> To do
Extract each line of the data below that contains the word "with", treating uppercase and lowercase letters as different.

> Input material
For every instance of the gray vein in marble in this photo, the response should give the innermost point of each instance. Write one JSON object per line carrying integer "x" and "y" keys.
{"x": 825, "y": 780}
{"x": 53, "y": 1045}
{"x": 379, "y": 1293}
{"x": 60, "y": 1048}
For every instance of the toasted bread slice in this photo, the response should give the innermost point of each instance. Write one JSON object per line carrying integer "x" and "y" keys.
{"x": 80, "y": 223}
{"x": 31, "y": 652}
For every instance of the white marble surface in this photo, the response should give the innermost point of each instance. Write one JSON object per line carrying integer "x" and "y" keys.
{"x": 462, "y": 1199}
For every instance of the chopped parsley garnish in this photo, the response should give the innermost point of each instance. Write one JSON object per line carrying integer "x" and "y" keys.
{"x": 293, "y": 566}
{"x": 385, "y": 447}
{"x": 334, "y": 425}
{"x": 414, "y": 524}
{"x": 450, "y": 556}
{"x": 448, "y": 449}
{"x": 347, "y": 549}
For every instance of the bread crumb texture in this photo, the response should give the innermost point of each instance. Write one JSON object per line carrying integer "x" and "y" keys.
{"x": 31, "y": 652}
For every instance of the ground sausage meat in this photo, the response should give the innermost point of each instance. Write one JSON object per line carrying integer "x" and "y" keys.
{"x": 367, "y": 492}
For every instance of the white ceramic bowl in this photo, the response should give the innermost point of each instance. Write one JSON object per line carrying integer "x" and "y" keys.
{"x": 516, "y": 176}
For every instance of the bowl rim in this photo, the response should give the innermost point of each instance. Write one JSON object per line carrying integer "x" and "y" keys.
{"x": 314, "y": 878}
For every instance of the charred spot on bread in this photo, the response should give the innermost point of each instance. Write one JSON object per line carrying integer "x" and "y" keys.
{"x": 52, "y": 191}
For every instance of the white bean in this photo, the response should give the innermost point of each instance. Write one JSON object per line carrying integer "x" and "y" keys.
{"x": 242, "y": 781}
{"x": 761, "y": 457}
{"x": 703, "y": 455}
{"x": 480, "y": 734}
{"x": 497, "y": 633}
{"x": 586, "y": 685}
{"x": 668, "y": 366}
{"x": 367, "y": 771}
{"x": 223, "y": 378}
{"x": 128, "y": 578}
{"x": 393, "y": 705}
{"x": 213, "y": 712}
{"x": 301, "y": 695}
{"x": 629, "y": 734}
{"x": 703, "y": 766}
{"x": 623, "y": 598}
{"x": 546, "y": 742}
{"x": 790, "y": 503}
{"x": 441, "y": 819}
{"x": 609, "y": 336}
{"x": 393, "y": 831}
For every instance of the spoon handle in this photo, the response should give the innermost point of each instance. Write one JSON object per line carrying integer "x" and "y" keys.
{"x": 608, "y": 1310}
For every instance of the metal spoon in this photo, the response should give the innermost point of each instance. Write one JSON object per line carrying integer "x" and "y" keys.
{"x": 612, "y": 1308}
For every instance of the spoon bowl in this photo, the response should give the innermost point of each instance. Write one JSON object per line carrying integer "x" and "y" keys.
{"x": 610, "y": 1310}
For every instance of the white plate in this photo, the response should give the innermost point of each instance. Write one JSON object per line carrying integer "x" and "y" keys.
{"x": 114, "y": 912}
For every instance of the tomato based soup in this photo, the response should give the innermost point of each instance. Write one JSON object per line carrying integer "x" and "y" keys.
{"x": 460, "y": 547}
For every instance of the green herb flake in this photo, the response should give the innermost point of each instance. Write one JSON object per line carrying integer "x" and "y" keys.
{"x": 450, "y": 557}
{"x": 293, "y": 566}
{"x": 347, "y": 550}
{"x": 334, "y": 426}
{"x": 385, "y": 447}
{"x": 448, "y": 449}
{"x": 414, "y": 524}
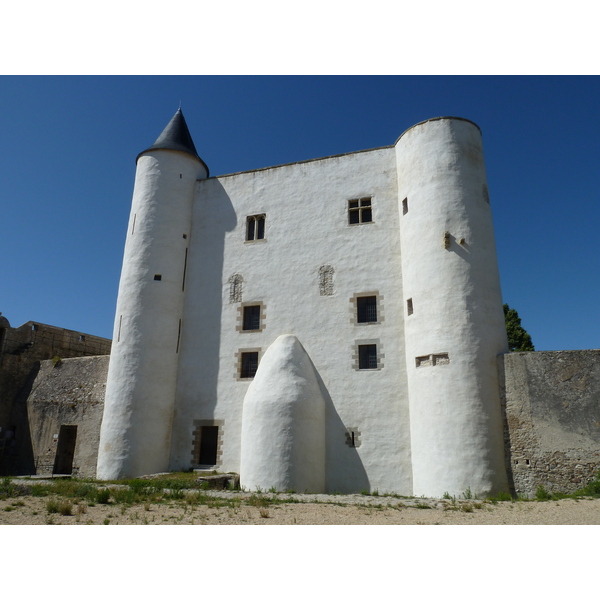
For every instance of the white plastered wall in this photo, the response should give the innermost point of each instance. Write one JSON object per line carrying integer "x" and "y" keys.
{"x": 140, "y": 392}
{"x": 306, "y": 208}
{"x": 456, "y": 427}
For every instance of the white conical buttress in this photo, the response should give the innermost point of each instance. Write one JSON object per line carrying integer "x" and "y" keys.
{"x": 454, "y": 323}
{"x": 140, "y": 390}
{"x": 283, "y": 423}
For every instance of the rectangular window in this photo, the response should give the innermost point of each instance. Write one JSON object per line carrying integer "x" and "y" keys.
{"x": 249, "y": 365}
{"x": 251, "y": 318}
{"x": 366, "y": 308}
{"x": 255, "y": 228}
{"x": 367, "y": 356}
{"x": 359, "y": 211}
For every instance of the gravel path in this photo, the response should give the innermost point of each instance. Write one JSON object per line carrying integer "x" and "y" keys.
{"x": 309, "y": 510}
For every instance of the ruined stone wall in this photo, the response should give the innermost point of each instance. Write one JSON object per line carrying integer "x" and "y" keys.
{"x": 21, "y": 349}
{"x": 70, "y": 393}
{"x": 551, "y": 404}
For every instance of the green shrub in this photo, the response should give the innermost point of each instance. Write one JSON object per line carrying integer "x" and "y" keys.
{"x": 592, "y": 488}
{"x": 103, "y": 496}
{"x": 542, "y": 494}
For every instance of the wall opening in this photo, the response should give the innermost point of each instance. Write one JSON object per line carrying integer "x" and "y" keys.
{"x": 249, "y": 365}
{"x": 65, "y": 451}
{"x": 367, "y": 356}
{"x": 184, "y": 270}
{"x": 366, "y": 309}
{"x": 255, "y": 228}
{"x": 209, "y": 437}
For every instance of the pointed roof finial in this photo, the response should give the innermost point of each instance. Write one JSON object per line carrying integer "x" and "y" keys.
---
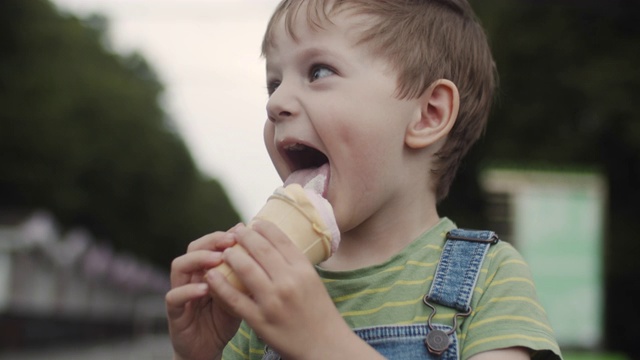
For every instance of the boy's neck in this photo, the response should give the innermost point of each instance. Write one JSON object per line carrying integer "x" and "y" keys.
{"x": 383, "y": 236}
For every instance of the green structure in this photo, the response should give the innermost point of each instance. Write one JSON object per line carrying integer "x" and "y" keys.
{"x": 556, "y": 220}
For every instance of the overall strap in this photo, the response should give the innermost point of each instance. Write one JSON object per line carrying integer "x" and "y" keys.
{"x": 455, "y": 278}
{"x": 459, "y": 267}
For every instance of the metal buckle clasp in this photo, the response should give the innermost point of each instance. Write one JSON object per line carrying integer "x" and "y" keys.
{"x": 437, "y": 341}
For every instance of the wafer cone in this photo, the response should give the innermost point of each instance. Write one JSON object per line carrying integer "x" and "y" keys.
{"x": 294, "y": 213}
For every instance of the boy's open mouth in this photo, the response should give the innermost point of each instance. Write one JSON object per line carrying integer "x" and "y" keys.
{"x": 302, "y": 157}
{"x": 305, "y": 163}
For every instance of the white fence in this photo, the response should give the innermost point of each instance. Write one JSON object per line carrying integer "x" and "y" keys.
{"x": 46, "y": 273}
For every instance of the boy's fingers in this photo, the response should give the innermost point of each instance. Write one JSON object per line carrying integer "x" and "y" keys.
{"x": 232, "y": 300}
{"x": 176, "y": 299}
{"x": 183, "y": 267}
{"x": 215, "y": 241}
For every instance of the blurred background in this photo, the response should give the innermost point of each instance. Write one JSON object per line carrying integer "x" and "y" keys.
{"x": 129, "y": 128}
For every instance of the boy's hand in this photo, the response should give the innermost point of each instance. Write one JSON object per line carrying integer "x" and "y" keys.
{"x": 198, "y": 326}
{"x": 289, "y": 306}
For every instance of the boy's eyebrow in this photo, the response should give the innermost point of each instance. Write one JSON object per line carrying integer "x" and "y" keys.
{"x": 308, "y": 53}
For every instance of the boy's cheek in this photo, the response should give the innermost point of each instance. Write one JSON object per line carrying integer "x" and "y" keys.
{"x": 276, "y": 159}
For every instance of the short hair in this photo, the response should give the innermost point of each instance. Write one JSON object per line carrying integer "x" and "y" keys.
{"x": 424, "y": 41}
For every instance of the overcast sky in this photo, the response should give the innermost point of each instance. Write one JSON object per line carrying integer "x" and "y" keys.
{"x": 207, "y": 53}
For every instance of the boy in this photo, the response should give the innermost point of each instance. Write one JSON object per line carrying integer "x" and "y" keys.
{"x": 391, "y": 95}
...
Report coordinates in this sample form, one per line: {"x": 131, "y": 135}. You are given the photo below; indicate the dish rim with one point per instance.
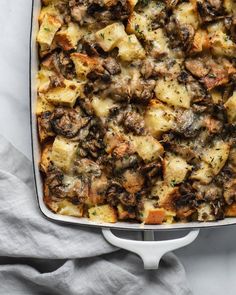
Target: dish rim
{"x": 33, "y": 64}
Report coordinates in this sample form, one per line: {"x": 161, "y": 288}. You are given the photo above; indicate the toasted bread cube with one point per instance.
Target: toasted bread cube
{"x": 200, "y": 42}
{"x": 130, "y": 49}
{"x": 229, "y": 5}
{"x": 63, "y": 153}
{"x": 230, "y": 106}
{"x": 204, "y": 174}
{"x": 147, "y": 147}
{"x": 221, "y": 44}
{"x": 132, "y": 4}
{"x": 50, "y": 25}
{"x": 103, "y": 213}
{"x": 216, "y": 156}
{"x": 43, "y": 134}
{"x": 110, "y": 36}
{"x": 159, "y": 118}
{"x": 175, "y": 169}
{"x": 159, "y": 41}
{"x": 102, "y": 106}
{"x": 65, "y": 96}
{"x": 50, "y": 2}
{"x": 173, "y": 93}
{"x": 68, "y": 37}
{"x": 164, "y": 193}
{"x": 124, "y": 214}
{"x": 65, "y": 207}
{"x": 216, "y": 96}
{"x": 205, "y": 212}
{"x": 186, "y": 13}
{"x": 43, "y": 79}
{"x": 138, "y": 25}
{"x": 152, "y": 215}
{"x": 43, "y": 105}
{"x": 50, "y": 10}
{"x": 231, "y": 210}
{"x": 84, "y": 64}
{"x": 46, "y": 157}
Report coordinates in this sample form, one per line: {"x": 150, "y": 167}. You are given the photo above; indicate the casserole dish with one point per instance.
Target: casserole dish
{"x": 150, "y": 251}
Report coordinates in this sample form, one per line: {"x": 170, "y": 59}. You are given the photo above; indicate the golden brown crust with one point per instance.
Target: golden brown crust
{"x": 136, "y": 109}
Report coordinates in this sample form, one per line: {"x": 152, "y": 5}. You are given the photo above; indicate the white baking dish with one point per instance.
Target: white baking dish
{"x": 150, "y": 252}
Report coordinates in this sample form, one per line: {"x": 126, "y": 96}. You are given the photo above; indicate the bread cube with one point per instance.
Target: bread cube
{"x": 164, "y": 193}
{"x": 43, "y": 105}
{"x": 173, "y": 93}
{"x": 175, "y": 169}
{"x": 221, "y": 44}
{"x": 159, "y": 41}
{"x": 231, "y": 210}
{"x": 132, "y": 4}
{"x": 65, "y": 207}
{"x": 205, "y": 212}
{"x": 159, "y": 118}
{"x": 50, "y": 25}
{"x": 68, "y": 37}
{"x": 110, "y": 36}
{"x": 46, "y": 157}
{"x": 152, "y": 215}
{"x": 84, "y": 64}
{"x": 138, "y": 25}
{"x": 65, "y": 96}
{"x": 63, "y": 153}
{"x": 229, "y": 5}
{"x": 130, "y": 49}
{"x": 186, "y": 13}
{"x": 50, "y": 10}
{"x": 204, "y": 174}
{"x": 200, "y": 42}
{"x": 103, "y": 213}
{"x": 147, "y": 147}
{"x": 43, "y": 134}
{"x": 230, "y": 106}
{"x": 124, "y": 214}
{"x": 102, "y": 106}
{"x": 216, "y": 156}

> Full response
Report coordinates in this sample form, one per line: {"x": 131, "y": 135}. You are given the photo below; indicate the dish rim with one point per instance.
Report coordinates in this sample form, one per line: {"x": 161, "y": 288}. You are given the photo above; indicate the toasted bread cube with one point per instance.
Report coordinates in this sample form, one per line: {"x": 150, "y": 167}. You are given the photo above; indicate the casserole dish with one point per instance.
Report coordinates in this sample form, one per line: {"x": 170, "y": 59}. You are given the photo above; indicate the golden brown crust with one point per instance.
Report coordinates in this sample form, one per line: {"x": 152, "y": 5}. You are given the photo above; indicate the white baking dish with one point per instance.
Report coordinates in this sample form, one per line: {"x": 126, "y": 96}. You are given the photo above; indicate the bread cube with one point per instance.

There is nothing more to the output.